EXTRAIT DU DOCUMENT
════

The Dark Knight (Christopher Nolan – 2008)

Affiche du film

J’ai mis un peu de temps à rédiger cet article, pour pouvoir récolter les avis de plusieurs personnes qui avaient également vu le film et enrichir ainsi mon propos, et cogiter un peu sur tout ça. L’effet principal aura été que j’ai perdu un peu des sentiments que j’avais en quittant la salle, mais tant pis.

Que penser, donc, de « The Dark Knight », dernier épisode en date des aventures de Batman ?
Plusieurs points positifs, tout d’abord :
Il y a dans le film plusieurs « trouvailles » ingénieuses, essentiellement à attribuer au Joker : la scène d’introduction avec l’élimination successive des complices du casse les uns par les autres ; l’élimination d’un gros bras avec le coup du crayon planté dans une table, le coup de fil à passer quand il est en prison qui est en fait le déclencheur d’un nouveau piège…
 
Le look du Joker est très réussi, au même titre que celui de Double-Face dans un registre différent (le Joker est plus « punk gothique », à la Batman par Frank Miller, tandis que Double-Face est plus « comics », totalement irréaliste dans l’esprit mais irréprochable techniquement à l’image) ; inversement, les gadgets de Batman, rendus plus « réalistes », sont par contre beaucoup moins stylés et pas mal plus laids.
 
L’histoire et les personnages sont intéressants ; la prestation de Heath Ledger en Joker destroy est un succès, même s’il est toujours plus facile de briller avec un rôle haut en couleur comme celui-ci (à ce titre, Christian Bale est d’ailleurs à peu près invisible, sinon qu’on remarque sa voix ridiculement grave en Batman, et qu’on a effectivement envie de lui mettre des claques quand il joue son sale richard –ce qui est le but recherché donc rien à redire pour cette part-ci).
 
Le rythme est soutenu tout au long du film –un peu trop même, on le verra plus loin.
 
La métaphore du film est intéressante : l’omniprésence de la menace du Joker et sa létalité criante en dépit de la modicité des moyens qu’il emploie, sa façon de faire des vies d’innocents l’objet d’un chantage et l’absence de logique qui permette de comprendre et d’anticiper ses choix évoquent forcément la menace terroriste contemporaine. De même, la façon dont l’interventionnisme de Batman suscite l’éveil de la personnalité du Joker qui semble « apparaître » dans cet épisode comme s’il n’avait jamais sévit par le passé et uniquement pour servir de contrepoids à Batman, fait également penser à la réaction que provoque partout dans le monde le volontarisme militaire des américains, mais aussi celui des israéliens ou du gouvernement mexicain engagé depuis peu dans la lutte contre les cartels, pour ne citer que les exemples qui me viennent immédiatement à l’esprit. Tout ça est bien fait et relativement subtil, ce qui ajoute de la richesse au récit, sans l’encombrer.

════

DONNÉES FOURNIES
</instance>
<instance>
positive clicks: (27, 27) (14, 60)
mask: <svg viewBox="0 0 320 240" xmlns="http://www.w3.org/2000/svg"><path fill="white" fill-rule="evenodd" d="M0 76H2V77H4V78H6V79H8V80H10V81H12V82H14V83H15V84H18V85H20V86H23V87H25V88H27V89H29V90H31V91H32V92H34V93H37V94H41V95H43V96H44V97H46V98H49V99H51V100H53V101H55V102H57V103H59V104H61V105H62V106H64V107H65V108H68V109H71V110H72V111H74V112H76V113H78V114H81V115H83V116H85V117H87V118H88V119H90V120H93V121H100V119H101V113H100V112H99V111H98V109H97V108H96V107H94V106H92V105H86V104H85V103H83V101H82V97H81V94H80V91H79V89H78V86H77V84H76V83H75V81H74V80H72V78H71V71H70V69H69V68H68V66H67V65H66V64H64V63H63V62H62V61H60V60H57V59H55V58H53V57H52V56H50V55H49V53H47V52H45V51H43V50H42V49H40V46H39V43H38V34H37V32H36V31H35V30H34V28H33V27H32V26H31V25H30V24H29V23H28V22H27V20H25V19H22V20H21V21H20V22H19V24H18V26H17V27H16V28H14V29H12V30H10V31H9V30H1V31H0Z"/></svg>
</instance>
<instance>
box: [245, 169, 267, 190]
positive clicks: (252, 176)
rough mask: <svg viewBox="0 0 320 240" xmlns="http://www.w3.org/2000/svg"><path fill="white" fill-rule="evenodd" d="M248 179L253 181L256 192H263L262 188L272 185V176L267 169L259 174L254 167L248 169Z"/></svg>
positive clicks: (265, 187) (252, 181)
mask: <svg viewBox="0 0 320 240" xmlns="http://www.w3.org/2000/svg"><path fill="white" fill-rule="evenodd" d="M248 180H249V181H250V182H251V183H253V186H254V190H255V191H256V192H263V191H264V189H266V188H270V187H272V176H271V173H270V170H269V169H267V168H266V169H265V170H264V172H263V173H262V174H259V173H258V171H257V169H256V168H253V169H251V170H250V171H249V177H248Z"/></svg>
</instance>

════

TRAVAIL À FAIRE
Citez, s'il vous plaît, le passage de la critique de « The Dark Knight » qui va de « J’ai mis un » à « mais tant pis. ». Ces données forment un ensemble distinct de la critique de « The Dark Knight ».

TÂCHE ACCOMPLIE
J’ai mis un peu de temps à rédiger cet article, pour pouvoir récolter les avis de plusieurs personnes qui avaient également vu le film et enrichir ainsi mon propos, et cogiter un peu sur tout ça. L’effet principal aura été que j’ai perdu un peu des sentiments que j’avais en quittant la salle, mais tant pis.